··· EXTRACTED MATERIAL
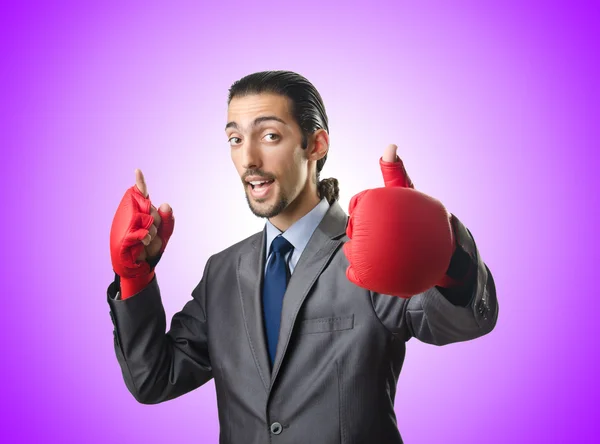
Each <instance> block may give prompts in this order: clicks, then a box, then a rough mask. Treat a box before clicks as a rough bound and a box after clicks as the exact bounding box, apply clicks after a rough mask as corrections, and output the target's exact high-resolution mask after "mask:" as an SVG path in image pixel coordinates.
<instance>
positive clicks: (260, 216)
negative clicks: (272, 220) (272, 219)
mask: <svg viewBox="0 0 600 444" xmlns="http://www.w3.org/2000/svg"><path fill="white" fill-rule="evenodd" d="M244 194H245V195H246V202H248V207H249V208H250V211H252V214H254V215H255V216H256V217H261V218H267V219H270V218H272V217H275V216H277V215H278V214H280V213H281V212H282V211H283V210H285V209H286V208H287V206H288V204H289V201H288V198H287V196H286V195H285V194H284V193H283V192H280V193H279V194H278V195H277V197H276V199H275V203H274V204H273V205H271V206H269V207H267V208H264V209H259V208H257V207H256V206H255V205H256V204H255V203H253V202H252V201H251V200H250V196H249V193H248V191H247V190H246V192H245V193H244ZM261 201H262V199H259V200H258V203H261Z"/></svg>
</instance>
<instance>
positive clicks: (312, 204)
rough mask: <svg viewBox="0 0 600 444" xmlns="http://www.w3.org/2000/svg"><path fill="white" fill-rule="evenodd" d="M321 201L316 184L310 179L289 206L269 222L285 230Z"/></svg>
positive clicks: (287, 228) (293, 223) (308, 212)
mask: <svg viewBox="0 0 600 444" xmlns="http://www.w3.org/2000/svg"><path fill="white" fill-rule="evenodd" d="M320 201H321V199H320V198H319V196H318V195H317V189H316V185H314V184H313V183H312V182H311V181H309V183H308V185H307V186H306V187H304V189H303V190H302V191H301V192H300V194H299V195H298V196H297V197H296V199H294V200H293V201H292V202H291V203H290V204H289V205H288V206H287V208H286V209H285V210H283V211H282V212H281V213H279V214H278V215H277V216H275V217H272V218H271V219H269V222H271V223H272V224H273V225H274V226H275V227H277V228H278V229H279V230H280V231H285V230H287V229H288V228H289V227H291V226H292V225H293V224H294V223H295V222H296V221H298V220H300V219H302V218H303V217H304V216H305V215H306V214H308V213H309V212H310V211H311V210H312V209H313V208H314V207H316V206H317V205H318V204H319V202H320Z"/></svg>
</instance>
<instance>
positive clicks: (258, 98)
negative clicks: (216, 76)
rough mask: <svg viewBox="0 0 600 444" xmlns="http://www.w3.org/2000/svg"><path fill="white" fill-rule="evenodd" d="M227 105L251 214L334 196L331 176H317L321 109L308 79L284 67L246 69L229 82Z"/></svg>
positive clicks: (321, 120)
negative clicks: (283, 70)
mask: <svg viewBox="0 0 600 444" xmlns="http://www.w3.org/2000/svg"><path fill="white" fill-rule="evenodd" d="M228 105H229V106H228V112H227V114H228V115H227V117H228V118H227V122H228V123H227V126H226V128H225V132H226V135H227V139H228V141H229V143H230V146H231V157H232V160H233V162H234V164H235V167H236V169H237V171H238V173H239V175H240V177H241V179H242V182H243V185H244V187H245V190H246V199H247V200H248V204H249V206H250V209H251V210H252V212H253V213H254V214H255V215H257V216H259V217H267V218H274V217H276V216H278V215H280V214H284V213H286V212H288V213H290V212H291V213H294V212H298V211H299V212H302V209H303V208H304V207H306V206H309V209H310V208H312V206H314V205H315V204H316V202H318V200H319V198H322V197H326V198H327V199H328V200H329V201H330V202H331V201H333V200H335V199H337V198H338V193H339V191H338V190H337V181H336V180H335V179H328V180H325V181H319V173H320V172H321V169H322V168H323V165H324V164H325V160H326V159H327V151H328V149H329V135H328V127H327V115H326V113H325V108H324V106H323V101H322V99H321V97H320V95H319V93H318V91H317V90H316V89H315V88H314V86H312V84H310V82H308V80H306V79H305V78H304V77H302V76H300V75H299V74H296V73H293V72H289V71H267V72H259V73H254V74H250V75H248V76H246V77H244V78H242V79H241V80H239V81H237V82H235V83H234V84H233V85H232V87H231V88H230V90H229V98H228ZM261 181H268V182H267V184H265V185H263V184H259V182H261ZM249 182H251V183H249ZM311 205H312V206H311Z"/></svg>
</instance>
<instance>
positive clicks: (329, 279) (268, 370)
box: [108, 202, 498, 444]
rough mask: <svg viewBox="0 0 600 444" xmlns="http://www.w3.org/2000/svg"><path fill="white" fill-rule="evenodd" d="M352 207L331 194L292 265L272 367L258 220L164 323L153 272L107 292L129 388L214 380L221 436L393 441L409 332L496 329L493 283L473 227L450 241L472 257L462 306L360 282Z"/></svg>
mask: <svg viewBox="0 0 600 444" xmlns="http://www.w3.org/2000/svg"><path fill="white" fill-rule="evenodd" d="M346 223H347V215H346V214H345V213H344V211H343V210H342V209H341V207H340V206H339V204H338V203H337V202H334V203H333V204H332V205H331V206H330V208H329V210H328V212H327V214H326V215H325V217H324V218H323V220H322V221H321V223H320V225H319V226H318V227H317V229H316V230H315V232H314V234H313V236H312V237H311V239H310V241H309V243H308V245H307V246H306V249H305V250H304V252H303V254H302V256H301V257H300V259H299V261H298V264H297V265H296V268H295V270H294V273H293V274H292V276H291V279H290V282H289V284H288V288H287V291H286V294H285V298H284V303H283V313H282V320H281V330H280V335H279V343H278V346H277V355H276V359H275V363H274V366H273V369H272V370H271V368H270V363H269V358H268V354H267V347H266V341H265V334H264V328H263V318H262V309H261V285H262V279H263V273H262V270H263V267H264V256H265V255H264V248H265V247H264V244H265V242H264V230H263V232H259V233H257V234H255V235H253V236H251V237H249V238H247V239H245V240H243V241H241V242H239V243H237V244H235V245H233V246H231V247H229V248H227V249H226V250H224V251H222V252H220V253H218V254H215V255H213V256H211V257H210V258H209V260H208V261H207V263H206V266H205V268H204V273H203V276H202V279H201V281H200V283H199V284H198V285H197V287H196V288H195V289H194V290H193V292H192V299H191V300H190V301H189V302H187V303H186V305H185V306H184V307H183V309H182V310H181V311H180V312H179V313H177V314H175V315H174V316H173V318H172V321H171V328H170V330H169V331H168V332H167V333H166V334H165V330H166V322H165V320H166V319H165V311H164V309H163V305H162V301H161V295H160V291H159V287H158V284H157V281H156V278H155V279H154V280H153V281H152V282H151V284H150V285H149V286H148V287H146V288H145V289H144V290H142V291H141V292H140V293H138V294H136V295H134V296H133V297H130V298H128V299H125V300H115V299H114V298H115V295H116V292H117V291H118V288H117V286H116V283H113V284H111V285H110V286H109V288H108V303H109V305H110V314H111V319H112V320H113V324H114V326H115V330H114V346H115V352H116V355H117V359H118V362H119V365H120V366H121V369H122V372H123V377H124V380H125V384H126V386H127V388H128V390H129V391H130V392H131V393H132V395H133V396H134V397H135V399H136V400H138V401H139V402H141V403H144V404H156V403H160V402H163V401H167V400H169V399H173V398H176V397H178V396H181V395H183V394H184V393H187V392H189V391H191V390H194V389H196V388H197V387H200V386H201V385H203V384H204V383H206V382H207V381H209V380H210V379H211V378H214V380H215V386H216V391H217V404H218V411H219V423H220V440H219V442H220V443H221V444H225V443H232V444H265V443H277V444H292V443H294V444H300V443H301V444H309V443H318V444H329V443H336V444H337V443H341V444H359V443H361V444H362V443H378V444H388V443H389V444H392V443H393V444H398V443H402V439H401V437H400V433H399V432H398V428H397V425H396V417H395V414H394V398H395V394H396V382H397V380H398V376H399V374H400V370H401V368H402V364H403V361H404V355H405V342H406V341H407V340H409V339H410V338H411V337H413V336H414V337H416V338H417V339H419V340H421V341H424V342H427V343H430V344H436V345H444V344H448V343H451V342H458V341H467V340H470V339H474V338H477V337H479V336H482V335H484V334H486V333H488V332H490V331H491V330H492V329H493V328H494V325H495V323H496V319H497V315H498V303H497V300H496V291H495V287H494V281H493V279H492V275H491V273H490V270H489V269H488V267H487V266H486V265H485V264H484V263H483V262H482V260H481V258H480V256H479V253H478V251H477V248H476V246H475V243H474V240H473V238H472V236H471V234H470V232H469V231H468V230H467V229H466V228H465V227H464V226H463V225H462V223H460V222H459V223H458V226H459V230H458V231H459V233H458V242H459V244H460V245H461V246H462V248H464V250H466V251H467V252H469V253H470V254H471V256H472V257H473V258H474V259H475V260H476V263H477V271H476V274H477V276H476V283H475V285H474V287H473V295H472V300H471V302H470V303H469V305H468V306H466V307H464V306H457V305H453V304H452V303H450V302H449V301H448V299H446V298H445V297H444V296H442V294H441V293H440V292H439V290H438V289H437V287H433V288H431V289H429V290H427V291H425V292H424V293H421V294H418V295H415V296H414V297H412V298H410V299H401V298H398V297H394V296H388V295H384V294H378V293H374V292H371V291H368V290H365V289H362V288H359V287H357V286H356V285H354V284H353V283H351V282H350V281H349V280H348V279H347V278H346V276H345V271H346V268H347V267H348V261H347V259H346V256H345V255H344V253H343V251H342V248H341V247H342V245H343V243H344V241H347V240H348V238H347V236H346V233H345V230H346Z"/></svg>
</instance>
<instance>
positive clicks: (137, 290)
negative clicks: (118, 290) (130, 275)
mask: <svg viewBox="0 0 600 444" xmlns="http://www.w3.org/2000/svg"><path fill="white" fill-rule="evenodd" d="M154 275H155V273H154V270H152V271H151V272H150V273H148V274H144V275H142V276H138V277H135V278H126V279H124V278H120V279H119V281H120V282H119V284H120V287H121V299H127V298H129V297H131V296H133V295H135V294H137V293H139V292H140V291H142V290H143V289H144V288H146V287H147V286H148V284H149V283H150V282H151V281H152V279H154Z"/></svg>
······
• **TASK OBJECTIVE**: Starting at the line that has "positive clicks: (258, 98)" in the records above, restate word for word every line until the one that has "positive clicks: (321, 120)", and include that one as well.

• **TASK OUTPUT**:
positive clicks: (258, 98)
negative clicks: (216, 76)
rough mask: <svg viewBox="0 0 600 444" xmlns="http://www.w3.org/2000/svg"><path fill="white" fill-rule="evenodd" d="M227 105L251 214L334 196L331 176H317L321 109L308 79L284 67L246 69L229 82Z"/></svg>
positive clicks: (321, 120)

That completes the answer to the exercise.